PROVIDED PASSAGE ->
**********

Converts, Wed, Jan 30 2013 #(953)

Jan 30, 2013

My background is that I grew up in a fairly typical Western home; we went to church occasionally, and went to pretty standard white-bread churches inhabited by older people and a few younger families who thought they should have their kids in Sunday School.

I had been given a beautiful little KJV bible as a child, which had a print of a lovely classical painting on the back (David watching ships in the harbour at ?Tyre – I've tried unsuccessfully to find it). I thought it was a very intriguing picture, and I quite liked the prose when I did flick through it.

I got into evangelical Christianity (EC) during high school. I had some personal stuff going on, which I won't go into, and a friend who was born-again at a Baptist church when we were about 16. I was interested, based on what he said, and pretty much had the big conversion story there on my first night.

**********

SUPPLIED ENTRIES ->
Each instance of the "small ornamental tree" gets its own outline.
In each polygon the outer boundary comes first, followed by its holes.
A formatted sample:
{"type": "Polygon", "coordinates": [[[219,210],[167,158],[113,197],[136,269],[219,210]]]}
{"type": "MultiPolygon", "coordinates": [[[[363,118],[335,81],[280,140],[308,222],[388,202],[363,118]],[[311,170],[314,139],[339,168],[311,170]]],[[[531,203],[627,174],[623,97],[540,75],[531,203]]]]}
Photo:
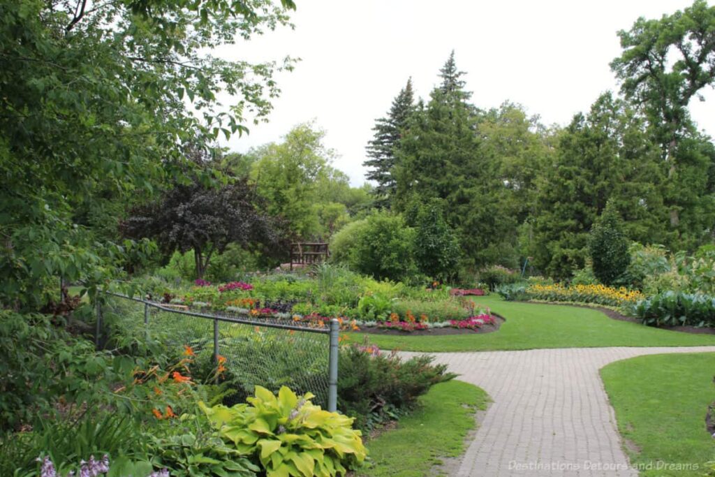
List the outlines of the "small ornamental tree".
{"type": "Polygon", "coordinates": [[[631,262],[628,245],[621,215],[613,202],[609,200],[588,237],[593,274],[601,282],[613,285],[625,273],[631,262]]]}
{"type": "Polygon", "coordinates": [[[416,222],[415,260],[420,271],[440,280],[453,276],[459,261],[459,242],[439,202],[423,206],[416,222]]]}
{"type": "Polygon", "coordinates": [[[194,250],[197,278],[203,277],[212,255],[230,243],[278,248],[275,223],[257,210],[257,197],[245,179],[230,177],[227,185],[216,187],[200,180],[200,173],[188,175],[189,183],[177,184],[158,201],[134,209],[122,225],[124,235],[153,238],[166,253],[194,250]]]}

**********

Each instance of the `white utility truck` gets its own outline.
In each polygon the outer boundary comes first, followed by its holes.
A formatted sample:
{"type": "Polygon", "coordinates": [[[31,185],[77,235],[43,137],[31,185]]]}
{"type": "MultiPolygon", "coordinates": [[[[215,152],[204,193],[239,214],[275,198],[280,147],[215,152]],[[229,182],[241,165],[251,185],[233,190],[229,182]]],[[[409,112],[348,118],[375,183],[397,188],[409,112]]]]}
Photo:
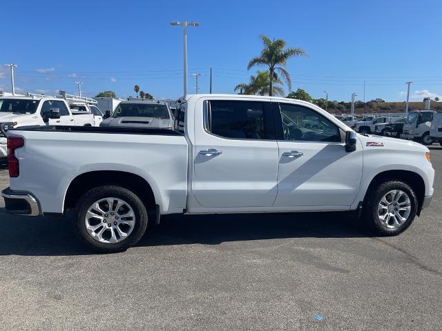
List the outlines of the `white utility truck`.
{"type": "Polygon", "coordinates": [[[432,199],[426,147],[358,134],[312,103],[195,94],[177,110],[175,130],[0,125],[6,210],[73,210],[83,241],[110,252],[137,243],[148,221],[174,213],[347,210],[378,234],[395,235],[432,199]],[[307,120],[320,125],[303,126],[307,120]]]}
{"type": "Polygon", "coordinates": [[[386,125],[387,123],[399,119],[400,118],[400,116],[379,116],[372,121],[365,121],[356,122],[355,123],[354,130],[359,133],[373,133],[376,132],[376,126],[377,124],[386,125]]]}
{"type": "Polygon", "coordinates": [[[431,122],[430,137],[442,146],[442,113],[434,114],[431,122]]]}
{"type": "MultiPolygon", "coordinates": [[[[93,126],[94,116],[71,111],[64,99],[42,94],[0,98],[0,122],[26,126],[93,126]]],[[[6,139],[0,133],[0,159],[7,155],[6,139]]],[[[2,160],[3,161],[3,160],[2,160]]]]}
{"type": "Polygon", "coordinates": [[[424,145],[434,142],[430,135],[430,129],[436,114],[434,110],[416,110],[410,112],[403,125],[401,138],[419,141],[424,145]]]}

**********

WORK TASK A -> Copy word for word the part of the conversion account that opens with the words containing "Jan 30, 2013" and closes with "flick through it.".
WORK TASK B -> In the conversion account, at what kind of church was the friend born-again?
WORK TASK C -> How would you translate this sentence from the conversion account into Spanish: "I got into evangelical Christianity (EC) during high school."

ANSWER AREA A ->
Jan 30, 2013

My background is that I grew up in a fairly typical Western home; we went to church occasionally, and went to pretty standard white-bread churches inhabited by older people and a few younger families who thought they should have their kids in Sunday School.

I had been given a beautiful little KJV bible as a child, which had a print of a lovely classical painting on the back (David watching ships in the harbour at ?Tyre – I've tried unsuccessfully to find it). I thought it was a very intriguing picture, and I quite liked the prose when I did flick through it.

ANSWER AREA B -> At a Baptist church.

ANSWER AREA C -> Me involucré en el cristianismo evangélico (EC) durante la secundaria.